Try it →
Render this sentence from the article on Netanyahu and early elections in Spanish: "Netanyahu is expected to make a final decision over the weekend with his family."

Exercise text →
====

When asked about the reports Netanyahu had denied about Israel allowing the US to sell F-35s, the top fighter jet in the world, to the UAE as part of the deal, only 9% of respondents said they believed the prime minister. Two-thirds of the respondents said they believed the F-35s were in fact part of the deal, and the rest admitted that they had no idea.
When only 9% of the public believes a firm denial of the prime minister that led the nightly news the night before, it shows the message has been received not only by Likud backbenchers and Blue and White leaders but by the public as well: Netanyahu is firmly in charge, and he gets to do what he wants.
If he wants elections in November, they will be in November. If he wants to use the threat of elections to squeeze concessions from Blue and White about political appointments, and initiate an election in the first half of 2021 to prevent the November 2021 rotation in the Prime Minister’s Office, so be it.
Netanyahu is expected to make a final decision over the weekend with his family. If there is any sign that he will order a last-minute deal to be reached to prevent elections, it is that the internal polls disappointed them.
The polls do not show the bump from the UAE deal that they had expected. But the combination of the Likud, Yamina, Shas and UTJ passes 61 MKs, which it did not in the last three elections.
Then again, Netanyahu does not trust Yamina leader Naftali Bennett to help him pass the French Law, which would make him immune from prosecution while in office. That makes going to another election even more of a gamble, especially when unemployment and infection forecasts for November are harder than polls.
WHEN GANTZ convened his faction on Zoom at 10 p.m. late Wednesday night, he made a point of using the word “poker” to describe the game Netanyahu was playing. Poker is a high-risk game, as opposed to relying on the cards in hand in Blue and White.
Asked how Gantz looked on the call, a week after back surgery, Blue and White MKs said he was very serious about the task at hand, preventing elections.
“The Zoom call was about our responsibility,” said Blue and White MK Michal Cotler-Wunsh. “The how was upholding the coalition agreement. No compromise was discussed. He looked like a man taking serious responsibility after an operation. He looked like a man who hasn’t given up on doing what he can to serve the public.”
Regarding Netanyahu, Cotler-Wunsh said that “if someone else doesn’t want to take responsibility, we can’t do it for him,” and “that one man in charge has to be held accountable if we go to elections.”
The view from Knesset Speaker Yariv Levin, who briefed reporters on the impasse on Wednesday, was very different.
“I pushed very hard to form this government,” he said. “I had no doubt that it would be very hard, but I could not fathom that it would be like this. This is intolerable, and we cannot work this way. We need a functioning government. In the end it is a decision of the prime minister, but I think if we don’t stabilize the government and solve all the problems, we cannot continue this way.”
He accused Blue and White of torpedoing all of the proposals of the prime minister and health minister about the coronavirus, voting regularly against the views of the government and boycotting key Netanyahu speeches.
“There has never been a government like this in the history of the state,” Levin said. “We raised many ideas in order to resolve the budget issue. Until now, Blue and White has not agreed to any of them. We made dramatic compromises for this government. We need to reach an agreement that will enable an immediate solution to the problems in the economy and resolve all the problems with stability, in order to work together and not find ourselves, week after week, not functioning and not doing anything.”
The signs that Netanyahu wants elections are clear, from the visit to Jerusalem’s Mahaneh Yehuda market on Wednesday, to the Likud’s new Facebook campaign portraying Netanyahu as the ultimate peacemaker, to sending Zohar to the Knesset Finance Committee to offer conditions instead of compromises.
But is Netanyahu bluffing in the poker game Gantz said he is playing?
Gantz, the Likud MKs and the public will have to wait patiently to find out on Monday.

====

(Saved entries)
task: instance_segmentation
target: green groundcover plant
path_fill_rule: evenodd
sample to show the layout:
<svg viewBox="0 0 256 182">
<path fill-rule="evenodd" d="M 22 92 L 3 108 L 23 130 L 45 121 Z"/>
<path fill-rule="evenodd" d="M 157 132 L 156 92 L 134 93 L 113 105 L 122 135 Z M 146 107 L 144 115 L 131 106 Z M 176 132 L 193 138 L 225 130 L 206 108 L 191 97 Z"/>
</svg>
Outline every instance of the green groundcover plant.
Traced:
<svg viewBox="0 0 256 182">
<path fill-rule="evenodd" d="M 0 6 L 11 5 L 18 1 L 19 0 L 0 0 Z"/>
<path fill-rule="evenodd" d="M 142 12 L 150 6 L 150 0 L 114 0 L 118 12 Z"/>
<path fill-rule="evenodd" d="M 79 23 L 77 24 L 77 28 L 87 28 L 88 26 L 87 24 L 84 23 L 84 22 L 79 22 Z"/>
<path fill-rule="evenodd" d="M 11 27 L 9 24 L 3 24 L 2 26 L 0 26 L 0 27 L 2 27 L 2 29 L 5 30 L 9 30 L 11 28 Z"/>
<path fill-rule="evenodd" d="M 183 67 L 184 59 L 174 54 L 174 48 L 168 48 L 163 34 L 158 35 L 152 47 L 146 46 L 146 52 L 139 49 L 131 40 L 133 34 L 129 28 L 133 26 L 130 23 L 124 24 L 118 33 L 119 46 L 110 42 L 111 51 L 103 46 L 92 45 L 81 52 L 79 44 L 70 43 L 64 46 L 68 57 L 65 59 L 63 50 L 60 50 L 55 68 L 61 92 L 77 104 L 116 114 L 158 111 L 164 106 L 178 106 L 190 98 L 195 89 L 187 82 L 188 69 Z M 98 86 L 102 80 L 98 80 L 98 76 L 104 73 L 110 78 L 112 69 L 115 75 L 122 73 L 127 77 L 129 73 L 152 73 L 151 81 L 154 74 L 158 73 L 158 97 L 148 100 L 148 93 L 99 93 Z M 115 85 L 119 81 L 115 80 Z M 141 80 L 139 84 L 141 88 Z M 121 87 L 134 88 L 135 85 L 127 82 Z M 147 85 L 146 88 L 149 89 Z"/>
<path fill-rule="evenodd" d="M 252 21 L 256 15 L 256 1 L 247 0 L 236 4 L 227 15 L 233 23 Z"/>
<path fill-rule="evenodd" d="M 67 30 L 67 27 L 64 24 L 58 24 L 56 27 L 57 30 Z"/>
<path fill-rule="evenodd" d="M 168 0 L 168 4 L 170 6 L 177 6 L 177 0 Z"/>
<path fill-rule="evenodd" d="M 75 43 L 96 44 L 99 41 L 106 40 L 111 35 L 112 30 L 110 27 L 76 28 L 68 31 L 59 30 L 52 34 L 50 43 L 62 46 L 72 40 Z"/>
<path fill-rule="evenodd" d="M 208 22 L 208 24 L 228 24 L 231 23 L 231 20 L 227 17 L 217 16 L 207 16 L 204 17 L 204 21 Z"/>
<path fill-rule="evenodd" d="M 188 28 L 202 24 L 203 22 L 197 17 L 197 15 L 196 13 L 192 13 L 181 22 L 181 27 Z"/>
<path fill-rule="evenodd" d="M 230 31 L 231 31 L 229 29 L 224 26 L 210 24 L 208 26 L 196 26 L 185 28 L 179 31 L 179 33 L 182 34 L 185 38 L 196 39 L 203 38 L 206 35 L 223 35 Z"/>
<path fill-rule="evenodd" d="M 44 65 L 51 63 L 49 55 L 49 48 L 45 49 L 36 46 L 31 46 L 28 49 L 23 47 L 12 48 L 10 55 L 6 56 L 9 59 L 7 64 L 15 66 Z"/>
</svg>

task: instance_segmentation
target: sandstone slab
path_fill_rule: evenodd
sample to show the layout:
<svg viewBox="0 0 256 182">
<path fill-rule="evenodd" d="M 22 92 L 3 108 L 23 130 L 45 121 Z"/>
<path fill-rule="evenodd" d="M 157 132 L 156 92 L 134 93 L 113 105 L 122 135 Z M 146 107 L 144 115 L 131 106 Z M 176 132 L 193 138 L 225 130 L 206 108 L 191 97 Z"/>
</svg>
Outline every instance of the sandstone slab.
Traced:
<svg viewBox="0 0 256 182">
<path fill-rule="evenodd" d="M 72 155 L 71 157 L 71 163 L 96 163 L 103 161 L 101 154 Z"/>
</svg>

====

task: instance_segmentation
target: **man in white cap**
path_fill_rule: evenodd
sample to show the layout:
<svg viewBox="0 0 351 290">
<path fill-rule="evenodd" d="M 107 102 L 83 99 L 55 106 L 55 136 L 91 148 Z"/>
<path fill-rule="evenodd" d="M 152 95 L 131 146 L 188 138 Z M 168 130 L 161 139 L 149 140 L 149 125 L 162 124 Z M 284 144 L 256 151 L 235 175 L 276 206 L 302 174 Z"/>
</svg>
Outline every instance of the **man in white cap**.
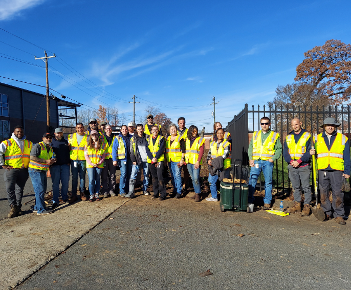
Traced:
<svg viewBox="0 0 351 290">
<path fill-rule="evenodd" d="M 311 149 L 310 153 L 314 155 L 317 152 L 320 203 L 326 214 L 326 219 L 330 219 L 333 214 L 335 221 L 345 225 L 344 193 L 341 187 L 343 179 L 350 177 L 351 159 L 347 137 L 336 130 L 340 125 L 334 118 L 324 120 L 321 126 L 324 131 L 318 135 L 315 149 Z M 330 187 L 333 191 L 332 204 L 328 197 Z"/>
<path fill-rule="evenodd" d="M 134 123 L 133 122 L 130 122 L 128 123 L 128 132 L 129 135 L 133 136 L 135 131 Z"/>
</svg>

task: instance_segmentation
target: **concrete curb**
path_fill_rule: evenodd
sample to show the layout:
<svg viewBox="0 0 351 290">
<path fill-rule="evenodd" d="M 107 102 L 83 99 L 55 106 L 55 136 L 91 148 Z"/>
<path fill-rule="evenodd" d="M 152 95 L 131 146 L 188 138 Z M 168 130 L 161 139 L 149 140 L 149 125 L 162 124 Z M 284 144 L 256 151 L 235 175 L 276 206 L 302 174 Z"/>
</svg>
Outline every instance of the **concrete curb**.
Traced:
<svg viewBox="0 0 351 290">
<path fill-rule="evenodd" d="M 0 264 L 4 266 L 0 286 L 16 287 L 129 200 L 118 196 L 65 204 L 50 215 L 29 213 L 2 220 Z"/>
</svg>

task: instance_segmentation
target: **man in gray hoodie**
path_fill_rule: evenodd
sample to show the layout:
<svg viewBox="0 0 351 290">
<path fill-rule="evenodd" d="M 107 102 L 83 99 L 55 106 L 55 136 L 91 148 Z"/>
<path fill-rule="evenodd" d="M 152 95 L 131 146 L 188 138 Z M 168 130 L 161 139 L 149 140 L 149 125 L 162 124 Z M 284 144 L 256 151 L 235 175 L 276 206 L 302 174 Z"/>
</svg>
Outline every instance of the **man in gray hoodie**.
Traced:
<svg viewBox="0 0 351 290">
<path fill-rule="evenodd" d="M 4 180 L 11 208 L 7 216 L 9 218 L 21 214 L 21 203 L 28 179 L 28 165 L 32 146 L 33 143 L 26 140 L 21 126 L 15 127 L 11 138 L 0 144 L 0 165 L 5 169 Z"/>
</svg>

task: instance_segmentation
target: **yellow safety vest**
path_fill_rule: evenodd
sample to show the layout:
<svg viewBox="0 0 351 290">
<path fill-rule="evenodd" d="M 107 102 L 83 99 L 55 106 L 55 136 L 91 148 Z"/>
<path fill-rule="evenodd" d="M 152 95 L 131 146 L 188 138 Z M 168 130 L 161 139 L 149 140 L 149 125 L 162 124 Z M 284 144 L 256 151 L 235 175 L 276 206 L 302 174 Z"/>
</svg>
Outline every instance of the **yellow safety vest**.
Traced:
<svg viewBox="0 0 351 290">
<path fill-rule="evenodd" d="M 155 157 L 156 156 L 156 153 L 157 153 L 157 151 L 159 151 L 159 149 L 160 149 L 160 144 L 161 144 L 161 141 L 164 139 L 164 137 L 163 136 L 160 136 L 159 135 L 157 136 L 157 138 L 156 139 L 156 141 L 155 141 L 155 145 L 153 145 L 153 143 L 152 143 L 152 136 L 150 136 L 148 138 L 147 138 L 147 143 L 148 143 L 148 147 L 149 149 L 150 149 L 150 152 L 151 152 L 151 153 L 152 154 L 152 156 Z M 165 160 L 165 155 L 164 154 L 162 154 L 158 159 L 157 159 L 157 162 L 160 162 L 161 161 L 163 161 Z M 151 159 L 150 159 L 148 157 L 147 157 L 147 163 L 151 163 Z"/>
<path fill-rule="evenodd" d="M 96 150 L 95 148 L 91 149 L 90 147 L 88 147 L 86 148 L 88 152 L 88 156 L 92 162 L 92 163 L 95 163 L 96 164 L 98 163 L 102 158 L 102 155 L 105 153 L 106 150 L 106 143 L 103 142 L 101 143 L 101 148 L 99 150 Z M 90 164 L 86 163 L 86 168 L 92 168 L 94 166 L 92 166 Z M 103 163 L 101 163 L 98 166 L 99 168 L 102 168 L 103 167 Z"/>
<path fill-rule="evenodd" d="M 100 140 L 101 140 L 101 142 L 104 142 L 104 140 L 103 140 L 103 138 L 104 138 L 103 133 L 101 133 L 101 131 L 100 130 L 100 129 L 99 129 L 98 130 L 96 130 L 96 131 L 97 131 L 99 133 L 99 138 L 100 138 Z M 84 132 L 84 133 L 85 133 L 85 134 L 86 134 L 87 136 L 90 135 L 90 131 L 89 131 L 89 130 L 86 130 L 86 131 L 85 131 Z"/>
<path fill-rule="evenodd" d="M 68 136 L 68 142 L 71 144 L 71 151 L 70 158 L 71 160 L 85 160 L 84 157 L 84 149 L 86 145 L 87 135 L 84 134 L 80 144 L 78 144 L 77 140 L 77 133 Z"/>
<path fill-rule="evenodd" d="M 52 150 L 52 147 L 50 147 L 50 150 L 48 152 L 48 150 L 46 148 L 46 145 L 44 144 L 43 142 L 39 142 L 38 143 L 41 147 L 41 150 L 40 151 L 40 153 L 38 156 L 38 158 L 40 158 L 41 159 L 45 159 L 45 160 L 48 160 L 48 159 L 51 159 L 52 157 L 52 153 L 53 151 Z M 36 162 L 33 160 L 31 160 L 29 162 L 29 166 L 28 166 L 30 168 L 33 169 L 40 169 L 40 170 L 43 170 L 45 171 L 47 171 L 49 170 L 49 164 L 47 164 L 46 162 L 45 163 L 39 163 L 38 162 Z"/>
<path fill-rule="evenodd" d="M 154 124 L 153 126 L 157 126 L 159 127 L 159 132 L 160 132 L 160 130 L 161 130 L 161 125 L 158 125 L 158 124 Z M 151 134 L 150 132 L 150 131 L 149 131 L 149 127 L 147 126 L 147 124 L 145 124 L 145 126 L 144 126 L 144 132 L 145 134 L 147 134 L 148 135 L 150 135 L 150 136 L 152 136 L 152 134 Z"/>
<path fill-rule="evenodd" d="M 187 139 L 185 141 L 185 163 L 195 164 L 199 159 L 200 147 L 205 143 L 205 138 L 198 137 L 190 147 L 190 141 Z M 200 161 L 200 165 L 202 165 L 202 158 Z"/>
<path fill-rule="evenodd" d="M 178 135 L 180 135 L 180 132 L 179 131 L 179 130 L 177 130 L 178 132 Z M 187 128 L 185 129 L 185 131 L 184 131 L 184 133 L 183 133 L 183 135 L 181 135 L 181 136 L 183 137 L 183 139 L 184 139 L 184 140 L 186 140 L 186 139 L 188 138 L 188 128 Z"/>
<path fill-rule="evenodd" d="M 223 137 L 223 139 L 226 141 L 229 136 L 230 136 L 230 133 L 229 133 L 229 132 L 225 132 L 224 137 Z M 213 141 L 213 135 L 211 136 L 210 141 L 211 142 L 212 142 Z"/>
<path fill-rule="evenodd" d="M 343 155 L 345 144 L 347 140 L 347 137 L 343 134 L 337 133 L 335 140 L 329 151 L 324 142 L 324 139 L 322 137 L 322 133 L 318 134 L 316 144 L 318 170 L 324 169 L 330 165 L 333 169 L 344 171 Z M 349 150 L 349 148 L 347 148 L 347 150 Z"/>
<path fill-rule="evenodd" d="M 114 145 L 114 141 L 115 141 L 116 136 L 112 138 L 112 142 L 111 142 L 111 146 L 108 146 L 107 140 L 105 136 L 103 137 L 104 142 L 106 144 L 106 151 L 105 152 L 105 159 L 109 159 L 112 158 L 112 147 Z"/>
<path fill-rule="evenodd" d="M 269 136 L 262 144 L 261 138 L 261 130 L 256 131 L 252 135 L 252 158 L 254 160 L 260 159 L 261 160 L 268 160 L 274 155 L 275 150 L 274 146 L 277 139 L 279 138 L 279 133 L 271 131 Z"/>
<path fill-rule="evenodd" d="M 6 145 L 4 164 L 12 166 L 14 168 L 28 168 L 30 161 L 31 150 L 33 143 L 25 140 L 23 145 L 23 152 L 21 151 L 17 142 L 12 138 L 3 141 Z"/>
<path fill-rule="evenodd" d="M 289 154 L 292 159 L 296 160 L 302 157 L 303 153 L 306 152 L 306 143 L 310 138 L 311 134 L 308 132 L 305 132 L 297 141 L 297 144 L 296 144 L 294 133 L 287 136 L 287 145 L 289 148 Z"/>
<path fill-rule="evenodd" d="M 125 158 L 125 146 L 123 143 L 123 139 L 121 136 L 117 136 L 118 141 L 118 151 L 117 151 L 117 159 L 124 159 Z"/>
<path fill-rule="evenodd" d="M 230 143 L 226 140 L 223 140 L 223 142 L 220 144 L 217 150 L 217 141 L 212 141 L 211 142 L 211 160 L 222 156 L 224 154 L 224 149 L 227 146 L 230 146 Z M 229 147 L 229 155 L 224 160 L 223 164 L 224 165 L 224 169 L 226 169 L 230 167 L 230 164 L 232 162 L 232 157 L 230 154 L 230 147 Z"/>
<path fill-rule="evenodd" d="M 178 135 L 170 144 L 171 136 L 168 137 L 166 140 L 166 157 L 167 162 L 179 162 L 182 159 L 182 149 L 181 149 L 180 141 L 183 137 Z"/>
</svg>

====

The completed task →
Se espera que Netanyahu tome una decisión final durante el fin de semana con su familia.